→ TASK OBJECTIVE
Print the stretch of items from the very start through the line containing "point(84, 325)", reproducing each line verbatim.

# # # # # # #

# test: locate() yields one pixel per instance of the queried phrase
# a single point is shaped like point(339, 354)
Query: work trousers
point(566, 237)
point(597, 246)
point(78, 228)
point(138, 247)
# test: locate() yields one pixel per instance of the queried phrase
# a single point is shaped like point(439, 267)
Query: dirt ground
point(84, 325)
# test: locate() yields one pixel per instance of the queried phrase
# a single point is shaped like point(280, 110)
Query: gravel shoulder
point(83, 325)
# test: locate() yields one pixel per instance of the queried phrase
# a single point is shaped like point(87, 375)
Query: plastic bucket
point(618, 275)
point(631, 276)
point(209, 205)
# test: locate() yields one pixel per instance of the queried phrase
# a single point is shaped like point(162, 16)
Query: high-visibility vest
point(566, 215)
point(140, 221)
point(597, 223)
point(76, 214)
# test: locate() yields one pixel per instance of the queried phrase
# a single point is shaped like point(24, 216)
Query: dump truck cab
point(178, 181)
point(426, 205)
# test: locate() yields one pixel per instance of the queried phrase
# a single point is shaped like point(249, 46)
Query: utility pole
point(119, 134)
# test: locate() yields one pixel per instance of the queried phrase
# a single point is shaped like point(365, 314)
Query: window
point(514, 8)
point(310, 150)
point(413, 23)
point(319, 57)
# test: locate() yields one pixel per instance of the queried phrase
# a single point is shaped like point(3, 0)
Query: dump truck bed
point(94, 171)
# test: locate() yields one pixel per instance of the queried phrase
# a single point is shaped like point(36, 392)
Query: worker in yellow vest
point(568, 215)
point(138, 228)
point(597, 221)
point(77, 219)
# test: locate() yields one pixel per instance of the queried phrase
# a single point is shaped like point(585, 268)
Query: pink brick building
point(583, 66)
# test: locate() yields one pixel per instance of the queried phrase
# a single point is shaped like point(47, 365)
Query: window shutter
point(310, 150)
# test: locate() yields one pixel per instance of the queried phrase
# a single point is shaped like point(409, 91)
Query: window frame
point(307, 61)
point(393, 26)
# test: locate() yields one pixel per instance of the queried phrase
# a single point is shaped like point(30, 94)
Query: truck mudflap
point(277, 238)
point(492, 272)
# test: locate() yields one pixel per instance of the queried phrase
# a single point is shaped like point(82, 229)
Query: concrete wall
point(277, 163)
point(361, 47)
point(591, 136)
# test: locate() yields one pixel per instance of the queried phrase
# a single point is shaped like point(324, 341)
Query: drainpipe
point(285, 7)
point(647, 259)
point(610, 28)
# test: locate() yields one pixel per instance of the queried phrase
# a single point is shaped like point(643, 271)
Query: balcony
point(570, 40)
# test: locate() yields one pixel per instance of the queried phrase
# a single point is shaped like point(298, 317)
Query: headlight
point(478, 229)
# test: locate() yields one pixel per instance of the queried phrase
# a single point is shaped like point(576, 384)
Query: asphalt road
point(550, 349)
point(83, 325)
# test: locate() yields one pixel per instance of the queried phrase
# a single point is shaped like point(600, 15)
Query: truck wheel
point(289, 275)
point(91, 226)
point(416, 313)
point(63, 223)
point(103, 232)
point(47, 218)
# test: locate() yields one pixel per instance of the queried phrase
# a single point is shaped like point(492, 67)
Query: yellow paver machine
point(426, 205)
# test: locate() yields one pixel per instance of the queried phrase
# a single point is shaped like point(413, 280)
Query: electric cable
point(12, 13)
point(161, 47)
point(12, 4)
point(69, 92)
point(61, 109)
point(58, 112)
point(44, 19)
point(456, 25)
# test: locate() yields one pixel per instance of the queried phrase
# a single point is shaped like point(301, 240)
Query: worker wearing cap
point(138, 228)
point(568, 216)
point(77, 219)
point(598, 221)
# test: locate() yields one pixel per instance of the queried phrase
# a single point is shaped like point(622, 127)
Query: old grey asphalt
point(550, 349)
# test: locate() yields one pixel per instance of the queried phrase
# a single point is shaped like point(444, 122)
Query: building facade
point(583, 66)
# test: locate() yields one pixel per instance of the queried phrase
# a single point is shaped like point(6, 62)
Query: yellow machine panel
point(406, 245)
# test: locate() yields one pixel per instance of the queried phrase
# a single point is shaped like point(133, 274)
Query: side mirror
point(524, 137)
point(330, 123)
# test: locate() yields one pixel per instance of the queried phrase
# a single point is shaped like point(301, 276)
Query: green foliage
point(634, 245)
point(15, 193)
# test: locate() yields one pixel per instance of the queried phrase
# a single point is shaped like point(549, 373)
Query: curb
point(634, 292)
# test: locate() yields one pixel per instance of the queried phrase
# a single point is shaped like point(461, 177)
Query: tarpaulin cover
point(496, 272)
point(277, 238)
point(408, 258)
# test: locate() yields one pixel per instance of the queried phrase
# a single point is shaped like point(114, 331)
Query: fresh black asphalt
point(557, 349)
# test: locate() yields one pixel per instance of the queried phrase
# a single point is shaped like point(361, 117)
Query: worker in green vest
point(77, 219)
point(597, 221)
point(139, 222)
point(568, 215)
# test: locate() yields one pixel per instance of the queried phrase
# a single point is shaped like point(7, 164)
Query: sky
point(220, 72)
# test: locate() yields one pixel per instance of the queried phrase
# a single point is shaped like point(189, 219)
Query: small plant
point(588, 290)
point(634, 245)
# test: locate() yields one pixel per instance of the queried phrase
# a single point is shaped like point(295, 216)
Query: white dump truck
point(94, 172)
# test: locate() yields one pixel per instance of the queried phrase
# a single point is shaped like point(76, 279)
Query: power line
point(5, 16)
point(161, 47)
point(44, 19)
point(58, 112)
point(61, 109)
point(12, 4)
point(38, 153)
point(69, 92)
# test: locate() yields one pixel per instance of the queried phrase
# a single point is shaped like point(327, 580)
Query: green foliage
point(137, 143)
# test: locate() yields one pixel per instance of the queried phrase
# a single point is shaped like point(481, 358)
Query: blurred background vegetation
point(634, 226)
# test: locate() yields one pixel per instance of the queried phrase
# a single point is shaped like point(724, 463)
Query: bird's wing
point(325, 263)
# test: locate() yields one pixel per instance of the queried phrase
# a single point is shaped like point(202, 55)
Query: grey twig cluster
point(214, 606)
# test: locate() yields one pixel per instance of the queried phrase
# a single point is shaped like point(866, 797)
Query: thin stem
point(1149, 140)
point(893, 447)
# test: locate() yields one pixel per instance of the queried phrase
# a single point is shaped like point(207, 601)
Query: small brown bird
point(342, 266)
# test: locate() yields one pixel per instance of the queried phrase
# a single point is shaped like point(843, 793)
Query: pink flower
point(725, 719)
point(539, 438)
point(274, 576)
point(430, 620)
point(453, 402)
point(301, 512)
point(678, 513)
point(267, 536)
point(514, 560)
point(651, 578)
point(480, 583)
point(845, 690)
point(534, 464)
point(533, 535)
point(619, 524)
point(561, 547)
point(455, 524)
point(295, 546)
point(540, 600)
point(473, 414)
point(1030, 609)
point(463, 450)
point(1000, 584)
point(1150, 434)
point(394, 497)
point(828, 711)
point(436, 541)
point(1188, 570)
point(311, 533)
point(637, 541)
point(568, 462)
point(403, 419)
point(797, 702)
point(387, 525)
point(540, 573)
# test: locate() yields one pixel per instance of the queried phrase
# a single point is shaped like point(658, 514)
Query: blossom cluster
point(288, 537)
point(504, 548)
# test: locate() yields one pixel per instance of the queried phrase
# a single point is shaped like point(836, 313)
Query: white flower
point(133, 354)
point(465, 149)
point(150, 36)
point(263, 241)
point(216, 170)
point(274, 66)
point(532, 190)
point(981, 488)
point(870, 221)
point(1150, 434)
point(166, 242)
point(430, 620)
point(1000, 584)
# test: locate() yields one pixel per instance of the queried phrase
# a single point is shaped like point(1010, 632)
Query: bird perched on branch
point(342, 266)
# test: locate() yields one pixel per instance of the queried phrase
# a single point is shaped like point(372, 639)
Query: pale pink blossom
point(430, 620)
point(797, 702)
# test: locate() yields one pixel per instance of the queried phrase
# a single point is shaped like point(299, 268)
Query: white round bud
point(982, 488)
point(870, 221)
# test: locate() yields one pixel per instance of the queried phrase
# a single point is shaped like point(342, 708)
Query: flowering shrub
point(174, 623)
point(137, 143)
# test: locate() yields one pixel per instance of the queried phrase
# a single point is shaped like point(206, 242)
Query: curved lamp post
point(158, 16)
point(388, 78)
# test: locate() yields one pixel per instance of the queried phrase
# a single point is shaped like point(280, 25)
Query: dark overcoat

# # # # # # #

→ SOLUTION FOR THIS PROBLEM
# test: locate() yields one pixel per instance of the queried phrase
# a single point is shaped like point(339, 354)
Query: work trousers
point(566, 237)
point(597, 246)
point(78, 228)
point(138, 247)
# test: locate() yields one pixel per instance of the queried phrase
# a single point is shaped like point(439, 267)
Query: dirt ground
point(84, 325)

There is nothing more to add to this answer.